## Requirements:
Render every line of the records below as a numbered list, leaving out any blank lines.

— BEGIN Provided material —

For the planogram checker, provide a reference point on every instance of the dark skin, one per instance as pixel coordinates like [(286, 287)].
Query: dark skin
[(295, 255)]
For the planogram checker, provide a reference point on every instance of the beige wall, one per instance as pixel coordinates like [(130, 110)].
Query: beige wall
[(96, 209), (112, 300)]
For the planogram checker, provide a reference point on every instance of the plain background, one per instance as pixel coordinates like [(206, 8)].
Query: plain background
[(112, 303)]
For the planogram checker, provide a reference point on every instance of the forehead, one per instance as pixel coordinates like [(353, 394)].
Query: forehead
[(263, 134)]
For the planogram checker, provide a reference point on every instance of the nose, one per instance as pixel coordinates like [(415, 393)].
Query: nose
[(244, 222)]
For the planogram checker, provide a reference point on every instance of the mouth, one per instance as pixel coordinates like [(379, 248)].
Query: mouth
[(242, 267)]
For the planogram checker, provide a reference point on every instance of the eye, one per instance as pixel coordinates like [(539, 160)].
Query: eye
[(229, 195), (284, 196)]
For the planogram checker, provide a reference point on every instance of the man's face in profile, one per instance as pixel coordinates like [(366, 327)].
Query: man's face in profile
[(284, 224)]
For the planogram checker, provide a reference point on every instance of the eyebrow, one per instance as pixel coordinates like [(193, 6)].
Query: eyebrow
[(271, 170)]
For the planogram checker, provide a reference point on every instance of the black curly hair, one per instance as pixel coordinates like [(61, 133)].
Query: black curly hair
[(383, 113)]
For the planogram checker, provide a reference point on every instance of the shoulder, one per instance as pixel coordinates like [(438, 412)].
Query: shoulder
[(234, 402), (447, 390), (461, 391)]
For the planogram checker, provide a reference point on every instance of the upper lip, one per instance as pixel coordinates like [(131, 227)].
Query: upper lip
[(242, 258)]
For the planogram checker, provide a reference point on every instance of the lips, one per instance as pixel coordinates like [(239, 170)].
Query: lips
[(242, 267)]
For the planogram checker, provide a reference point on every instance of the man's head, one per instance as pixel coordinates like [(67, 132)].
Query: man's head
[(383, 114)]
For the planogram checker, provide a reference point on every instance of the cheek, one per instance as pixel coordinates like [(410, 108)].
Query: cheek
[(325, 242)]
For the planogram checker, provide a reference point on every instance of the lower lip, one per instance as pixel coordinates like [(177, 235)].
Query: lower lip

— END Provided material —

## Output for this task:
1. For the planogram checker, provide a reference point on every instance of the dark skin, one per instance as pixel coordinates like [(286, 287)].
2. Query: dark skin
3. [(295, 255)]
4. For the planogram checker, provide a reference point on every instance of the beige wall, one per instance as pixel coordinates like [(130, 110)].
5. Query: beige wall
6. [(96, 209), (112, 300)]
7. For the planogram checker, provide a reference point on every instance of the plain background, one per instance as pixel coordinates like [(206, 8)].
8. Query: plain background
9. [(112, 303)]
10. For the planogram checker, provide a reference point on every instance of the forehead, one per instance as pixel coordinates like [(353, 394)].
11. Query: forehead
12. [(263, 134)]
13. For the planogram checker, provide a reference point on every instance of the nose, one per instance as pixel coordinates like [(415, 393)].
14. Query: nose
15. [(244, 222)]
16. For the planogram checker, provide a reference point on every instance of the mouth, one per instance as pixel coordinates like [(379, 248)].
17. Query: mouth
18. [(242, 267)]
19. For the planogram checker, provide a reference point on every instance of the eye, one per instance as pixel coordinates like [(539, 160)].
20. Query: eye
21. [(229, 195), (284, 196)]
22. For the planogram checker, provide a reference point on every instance of the man's face in profile, one per instance as pixel coordinates like [(366, 327)].
23. Query: man's face in profile
24. [(284, 224)]
25. For the planogram checker, provide a reference point on every instance of the eyebrow, one per instance as pixel coordinates like [(193, 6)].
26. Query: eyebrow
27. [(271, 170)]
28. For the planogram checker, provide a reference point on every instance of the black curly hair, one per instance as pixel coordinates like [(61, 133)].
29. Query: black curly hair
30. [(383, 113)]
31. For the planogram checker, provide a reference point on every instance of the shoulder, one per instance as pixel coordinates like [(438, 412)].
32. Query: shoulder
33. [(234, 402), (447, 390), (461, 391)]
34. For the planogram checker, provide a reference point on every instance of the upper lip, one per instance as pixel coordinates like [(131, 227)].
35. Query: upper lip
36. [(242, 258)]
37. For the planogram checker, provide a reference point on every instance of the lips, one per instance as pixel coordinates like [(239, 170)].
38. Query: lips
39. [(242, 267)]
40. For the planogram checker, provide a reference point on every instance of the man's head, one per instance as pixel coordinates like [(67, 132)].
41. Query: man's head
42. [(383, 114)]
43. For the planogram checker, provide a reference point on every instance of the cheek, one per instance as pixel coordinates like [(410, 108)].
44. Query: cheek
45. [(325, 242)]
46. For the planogram checker, provide a reference point on every instance of the lower lip, one per instance as pixel coordinates like [(177, 235)].
47. Query: lower lip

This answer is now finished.